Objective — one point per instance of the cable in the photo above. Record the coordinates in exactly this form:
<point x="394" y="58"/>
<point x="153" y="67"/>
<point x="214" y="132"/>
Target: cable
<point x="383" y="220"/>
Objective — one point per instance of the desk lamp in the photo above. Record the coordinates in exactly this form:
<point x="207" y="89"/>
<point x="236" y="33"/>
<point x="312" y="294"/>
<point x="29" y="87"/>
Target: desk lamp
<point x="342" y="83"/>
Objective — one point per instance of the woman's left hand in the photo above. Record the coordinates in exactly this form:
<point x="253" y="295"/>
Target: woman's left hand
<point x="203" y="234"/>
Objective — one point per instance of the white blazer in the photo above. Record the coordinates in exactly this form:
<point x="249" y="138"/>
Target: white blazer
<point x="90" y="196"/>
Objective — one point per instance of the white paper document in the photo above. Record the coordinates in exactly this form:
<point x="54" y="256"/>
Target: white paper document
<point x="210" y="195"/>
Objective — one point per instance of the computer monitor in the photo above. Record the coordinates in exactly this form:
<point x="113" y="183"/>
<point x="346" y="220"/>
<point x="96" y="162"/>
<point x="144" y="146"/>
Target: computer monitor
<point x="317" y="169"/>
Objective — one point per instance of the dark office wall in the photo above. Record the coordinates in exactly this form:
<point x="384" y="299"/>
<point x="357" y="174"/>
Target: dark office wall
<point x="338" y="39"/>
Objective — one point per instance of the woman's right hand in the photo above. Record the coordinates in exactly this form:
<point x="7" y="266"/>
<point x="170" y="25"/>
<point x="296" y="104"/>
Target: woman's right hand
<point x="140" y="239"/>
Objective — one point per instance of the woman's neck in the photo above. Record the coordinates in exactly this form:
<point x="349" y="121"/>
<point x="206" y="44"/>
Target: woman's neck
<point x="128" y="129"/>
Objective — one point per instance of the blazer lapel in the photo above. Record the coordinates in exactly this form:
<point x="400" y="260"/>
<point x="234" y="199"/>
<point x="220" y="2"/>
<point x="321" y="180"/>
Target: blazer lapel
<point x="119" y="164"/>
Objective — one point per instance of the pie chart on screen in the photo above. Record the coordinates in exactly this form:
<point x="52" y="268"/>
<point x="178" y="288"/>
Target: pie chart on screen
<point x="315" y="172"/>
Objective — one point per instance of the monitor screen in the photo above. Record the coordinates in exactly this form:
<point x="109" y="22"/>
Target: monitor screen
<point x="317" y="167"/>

· · ·

Using the exact wording, write out all of the records.

Objective — one point per instance of the cable in the photo above. Record the coordinates in exactly this form:
<point x="394" y="58"/>
<point x="153" y="67"/>
<point x="214" y="132"/>
Target: cable
<point x="383" y="220"/>
Objective — one point per instance of the desk lamp in the photo above. Record the coordinates in exactly this form:
<point x="207" y="89"/>
<point x="236" y="33"/>
<point x="312" y="294"/>
<point x="29" y="87"/>
Target: desk lamp
<point x="342" y="83"/>
Objective — one point per instance of the woman's left hand in the photo above. Record the coordinates in exactly this form:
<point x="253" y="295"/>
Target: woman's left hand
<point x="203" y="234"/>
Objective — one point per instance of the white blazer in the photo above. Record the coordinates in exactly this form:
<point x="249" y="138"/>
Target: white blazer
<point x="90" y="196"/>
Objective — one point per instance of the white paper document in the photo above. Record the coordinates in exactly this form:
<point x="54" y="256"/>
Target: white paper document
<point x="210" y="195"/>
Objective — one point per instance of the computer monitor in the photo above. Record the coordinates in exactly this form:
<point x="113" y="183"/>
<point x="346" y="220"/>
<point x="96" y="162"/>
<point x="144" y="146"/>
Target: computer monitor
<point x="317" y="169"/>
Objective — one point per instance of the dark office wall in the photo above. Record the coordinates in exactly this form:
<point x="384" y="299"/>
<point x="357" y="174"/>
Target: dark office wall
<point x="338" y="39"/>
Objective — one point per instance of the woman's right hand in the photo above. Record the coordinates in exactly this form:
<point x="7" y="266"/>
<point x="170" y="25"/>
<point x="296" y="104"/>
Target: woman's right hand
<point x="140" y="239"/>
Objective — one point per instance of the woman's neck in the photo above. Record the coordinates in exactly this form:
<point x="349" y="121"/>
<point x="206" y="44"/>
Target: woman's neck
<point x="128" y="129"/>
Objective — one point per instance of the blazer lapel in the photo above. Record the coordinates in exactly this form:
<point x="400" y="260"/>
<point x="234" y="199"/>
<point x="220" y="2"/>
<point x="321" y="180"/>
Target: blazer lapel
<point x="119" y="164"/>
Objective — one point per instance of the pie chart on screen in the photo above. Record the coordinates in exactly this form:
<point x="52" y="268"/>
<point x="178" y="288"/>
Target: pie chart on screen
<point x="315" y="172"/>
Objective — one point per instance of the monitor screen in the photo above. Record the coordinates in exactly this form:
<point x="109" y="22"/>
Target: monitor screen
<point x="317" y="167"/>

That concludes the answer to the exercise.